_DATASET_
'''
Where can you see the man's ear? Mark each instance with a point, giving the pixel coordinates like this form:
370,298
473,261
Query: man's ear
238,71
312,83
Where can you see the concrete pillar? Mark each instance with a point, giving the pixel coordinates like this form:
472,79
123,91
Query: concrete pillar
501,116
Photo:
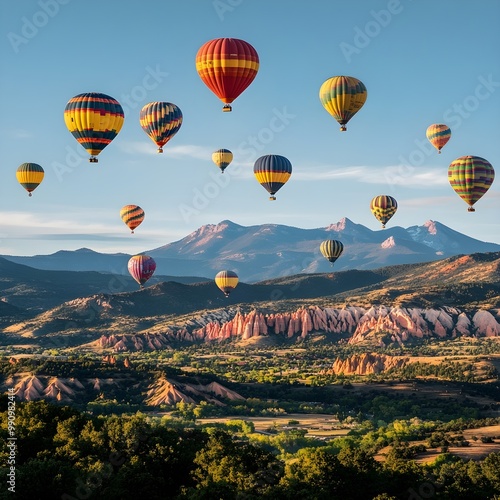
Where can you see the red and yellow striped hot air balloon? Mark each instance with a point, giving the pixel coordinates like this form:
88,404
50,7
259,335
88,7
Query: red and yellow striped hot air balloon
'''
_PROBLEM_
Where a picture appears, omit it, and otherwise retype the material exactly.

_SOLUTION TO THE EXERCISE_
Where can you see the man's ear? Mark each instance with a point, giving the pixel coordinates like this form:
370,298
473,261
Query: man's ear
238,71
312,83
Where can you see the concrete pillar? Mark each instance with a point, giving the pixel coordinates like this form:
472,79
123,91
Query: concrete pillar
501,116
Photo:
Where can you see the red and yellow striped hot air balloon? Mark each instance with a point, giving the pixel coordinates like this form:
88,404
50,7
259,335
88,7
Query: red and yellow striped hot air balloon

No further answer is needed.